Set problem 1:
Rewrite the rows below as a numbered list, starting at the line that contains "Q: Tag each instance of the red" and running through the final line of the rows, with both ends included and blank lines left out.

Source extract:
══════════════════════════════
Directed by: Denis Villeneuve || Produced by: Shawn Levy, Dan Levine, Aaron Ryder, David Linde

Screenplay by: Eric Heisserer ||  Starring: Amy Adams, Jeremy Renner, Forest Whitaker, Michael Stuhlbarg, Tzi Ma, Mark O’Brien

Music by: Johann Johannsson || Cinematography: Bradford Young || Edited by: Joe Walker || Country: United States || Language: English

Running Time: 116 minutes

Hollywood is often criticized for dumbing down audience perceptions of “high-concept” blockbusters (whatever the hell that term means), favoring stylized digital excess over screenwriting depth and character cliches with corny one-liners over realistic development and believable dialogue; these often deserved, yet overblown criticisms via overeducated liberal arts students concentrate most consistently on big-budget science-fiction films from Star Wars (1977) to Guardians of the Galaxy (2014). Perhaps the most accurate complaints about these films regard how they have confused the general populace as to what the science-fiction genre actually means, forgetting the “science” part of that equation and replacing it with “fantasy.”
══════════════════════════════
Set problem 2:
Reproduce the whole film review above word for word.
══════════════════════════════
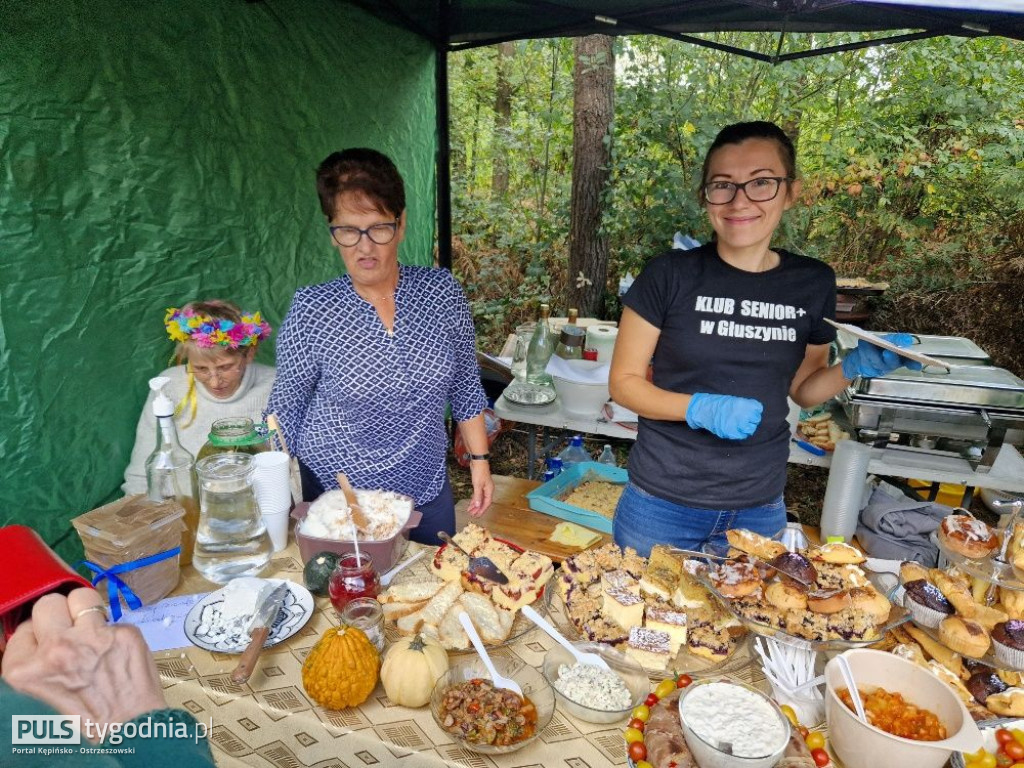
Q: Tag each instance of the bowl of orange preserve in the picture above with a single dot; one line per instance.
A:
(913, 718)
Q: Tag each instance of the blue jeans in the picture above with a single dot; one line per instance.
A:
(642, 520)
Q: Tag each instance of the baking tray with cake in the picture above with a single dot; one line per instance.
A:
(818, 598)
(650, 608)
(428, 596)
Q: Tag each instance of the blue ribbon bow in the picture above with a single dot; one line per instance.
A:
(115, 585)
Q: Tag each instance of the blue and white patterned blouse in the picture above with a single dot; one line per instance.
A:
(351, 397)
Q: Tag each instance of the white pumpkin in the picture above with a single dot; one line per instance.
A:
(411, 668)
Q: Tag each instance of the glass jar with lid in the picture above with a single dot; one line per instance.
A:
(238, 434)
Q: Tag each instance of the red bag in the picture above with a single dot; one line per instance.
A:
(31, 570)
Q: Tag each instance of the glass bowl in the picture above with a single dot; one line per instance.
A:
(630, 671)
(707, 752)
(466, 668)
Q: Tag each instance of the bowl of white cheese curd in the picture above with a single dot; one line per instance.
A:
(593, 693)
(728, 724)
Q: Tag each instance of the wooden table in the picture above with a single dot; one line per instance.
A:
(511, 518)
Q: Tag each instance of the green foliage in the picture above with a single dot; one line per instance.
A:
(912, 159)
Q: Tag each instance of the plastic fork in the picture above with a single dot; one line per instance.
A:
(498, 680)
(582, 656)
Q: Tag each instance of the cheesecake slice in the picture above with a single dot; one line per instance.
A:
(672, 623)
(623, 607)
(651, 648)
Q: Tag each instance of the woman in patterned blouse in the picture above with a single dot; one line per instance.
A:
(370, 361)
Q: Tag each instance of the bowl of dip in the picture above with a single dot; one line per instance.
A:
(591, 693)
(722, 711)
(860, 744)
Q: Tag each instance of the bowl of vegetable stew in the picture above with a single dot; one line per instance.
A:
(488, 720)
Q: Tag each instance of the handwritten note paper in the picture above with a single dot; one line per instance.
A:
(163, 624)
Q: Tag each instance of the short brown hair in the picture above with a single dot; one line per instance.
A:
(363, 173)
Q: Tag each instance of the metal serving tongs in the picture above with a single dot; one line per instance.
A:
(481, 566)
(726, 558)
══════════════════════════════
Finished answer 1:
1. Q: Tag each instance of the red bag in the picture above with a single dot; one line per instance.
2. A:
3. (31, 570)
4. Q: Tag each instance of the glass bowl in the picture above with a single dot; one line per instance.
5. A:
6. (630, 671)
7. (707, 752)
8. (466, 668)
9. Q: Tag each instance of the bowl of white cheese curd in the picture above with a single dot; one line per instance.
10. A:
11. (593, 693)
12. (728, 724)
13. Q: Tag each instance of the wooden table in the picture above with a single dot; one line per instance.
14. A:
15. (511, 518)
16. Q: Tag each instance of the green foliage in the picture above with a single dot; one line per instance.
17. A:
18. (912, 159)
19. Q: Tag each instance of the plastic fork in the picture above with a single dot; one line per instance.
20. A:
21. (498, 680)
22. (582, 656)
23. Q: Tag each instance of the cheesecake slice in the picture above with a single dot; one line per instance.
24. A:
25. (672, 623)
26. (623, 607)
27. (651, 648)
28. Q: Tag each instance of the woman in patterned blouse in the picture above with a single dot; one line per instance.
29. A:
30. (370, 361)
31. Q: Tag each instance of the bowl of dip in the picture above with a single dot; one line per instance.
32. A:
33. (591, 693)
34. (722, 711)
35. (860, 744)
36. Q: Tag each instance of the bowl of vegetable stew in the picture above with a single dot; one line per instance.
37. A:
38. (488, 720)
39. Q: Tag each instance of the handwritten note paper in the picture above with a single dot; one line per instance.
40. A:
41. (163, 624)
42. Q: Tag each instance of the short brown hair in the picture above with a single dot; one line per instance.
43. A:
44. (363, 173)
45. Q: Tag each instance of the metal serving tongs in the picture above with a single dot; one line per instance.
46. A:
47. (481, 566)
48. (726, 558)

Finished answer 2:
Directed by: Denis Villeneuve || Produced by: Shawn Levy, Dan Levine, Aaron Ryder, David Linde

Screenplay by: Eric Heisserer ||  Starring: Amy Adams, Jeremy Renner, Forest Whitaker, Michael Stuhlbarg, Tzi Ma, Mark O’Brien

Music by: Johann Johannsson || Cinematography: Bradford Young || Edited by: Joe Walker || Country: United States || Language: English

Running Time: 116 minutes

Hollywood is often criticized for dumbing down audience perceptions of “high-concept” blockbusters (whatever the hell that term means), favoring stylized digital excess over screenwriting depth and character cliches with corny one-liners over realistic development and believable dialogue; these often deserved, yet overblown criticisms via overeducated liberal arts students concentrate most consistently on big-budget science-fiction films from Star Wars (1977) to Guardians of the Galaxy (2014). Perhaps the most accurate complaints about these films regard how they have confused the general populace as to what the science-fiction genre actually means, forgetting the “science” part of that equation and replacing it with “fantasy.”